● **Source passage**:
The Mother, aka, Mirra Alfassa, was fortunate to have had the freedom to experience herself through her involvement in painting and being present at the most happening place in Europe when the great movements of Impressionism and several other important movements in painting were taking shape, and later during the first world war travelling to Japan even meeting up with Gurudev Tagore, and having had her fling through the occult terrains of Europe, and meeting up with mysterious clairvoyants like Theon and Madame Theon, getting involved in tantric and yogic practices, and later in the best part of her life meeting up with Sri Aurobindo and then dutifully following her calling. She was extremely careful in keeping the finer distinctions of Spirituality and Religion. Mirra as Hees mentions has had little trouble accepting Hindu expressions of guru worship that the Ashram gave rise to. (147) Religion as Mirra notes, is always a limitation of the spirit. People with developed minds absolutely have to leave their religions if they don’t want to be halted in their progress (quoted 217) She is extremely careful about maintaining her inner spiritual mission.” Spirituality means putting oneself entirely under the law of truth and bringing down that law of truth upon earth. That’s bound to bring a solution to all problems.”(Quoted in p221) In all these she was able to see eye to eye with Sri Aurobindo. He was extremely well read in European classical philosophy and was insightful about the finer nuances of Indian spirituality as outlined in Yogic metaphysics and Vedic mantras. She was much travelled and had exposure to practices like Occultism and those associated with Neo-Platonism. Her inner vision as explained much later through her conversations with her disciples held the essential idea of transformation of the entire material universe. She was wont to use Theosophical and Kabbalistic language which she had been exposed to in her youth and in all her travels east and west, even after fifty years.

● **Records provided**:
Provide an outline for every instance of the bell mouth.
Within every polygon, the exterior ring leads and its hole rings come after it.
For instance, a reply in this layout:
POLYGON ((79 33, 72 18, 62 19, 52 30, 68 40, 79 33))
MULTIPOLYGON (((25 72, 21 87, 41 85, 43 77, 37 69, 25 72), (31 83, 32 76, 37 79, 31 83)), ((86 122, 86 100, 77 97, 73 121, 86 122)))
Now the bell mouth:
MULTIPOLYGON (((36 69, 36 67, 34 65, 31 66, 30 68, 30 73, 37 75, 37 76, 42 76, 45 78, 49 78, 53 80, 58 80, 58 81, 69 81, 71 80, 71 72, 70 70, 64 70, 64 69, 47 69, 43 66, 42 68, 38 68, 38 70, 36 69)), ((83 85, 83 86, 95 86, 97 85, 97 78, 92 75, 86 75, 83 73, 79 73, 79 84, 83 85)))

● **Work to complete**:
1. Give the lines of the listing, from its first line through the line containing "Now the bell", as a JSON list of strings, one string per line and no blank lines.
2. Take the passage about Mirra Alfassa, known as the Mother, further from where it stops.
The passage and the listing were taken from unrelated sources.

● **The results**:
1.
[
  "Provide an outline for every instance of the bell mouth.",
  "Within every polygon, the exterior ring leads and its hole rings come after it.",
  "For instance, a reply in this layout:",
  "POLYGON ((79 33, 72 18, 62 19, 52 30, 68 40, 79 33))",
  "MULTIPOLYGON (((25 72, 21 87, 41 85, 43 77, 37 69, 25 72), (31 83, 32 76, 37 79, 31 83)), ((86 122, 86 100, 77 97, 73 121, 86 122)))",
  "Now the bell mouth:"
]

2.
The Mother’s prayer that was later inscribed on a plaque that was affixed to Sri Aurobindo’s samadhi: “To Thee who hast been the material envelope of our Master, to Thee our infinite gratitude. Before Thee who hast done so much for us …we bow down , and implore that we may never forget , even for a moment all we owe to Thee.”
The Ashram is the Mothers creation and would not have existed but for her, wrote Sri Aurobindo in 1935 (see p155) In 1954, Pierre Landy, a special envoy of the French government, wrote to the then French Ambassador in New Delhi, that “ in the case of Madame Alfasa, the internationally renowned spiritual guide is coupled with a formidable business woman.” (p 219) According to Hees, the Mother would not have considered this an insult. She combined in herself the yogi and the practical woman. She initiated the idea of an International University to propagate the life and teachings of Sri Aurobindo and also laid the fondations for the formation of Auroville, a township dedicated to promulgating the idea of human unity and transformation of all life. In all this she was upholding the visions and ideals of Sri Aurobindo. Her own inner experiences as she recorded and left through her many conversations with her disciples, elucidates what she called the Yoga of the World. She firmly held that Love and Truth alone existed and will be manifested. (see p 239)
According to the Mother, Auroville would be a Universal town where men and women of all nations are able to live in peace and progressive harmony , above all creeds, all politics, and all nationalities. Its aim was to realize human unity. (see 249)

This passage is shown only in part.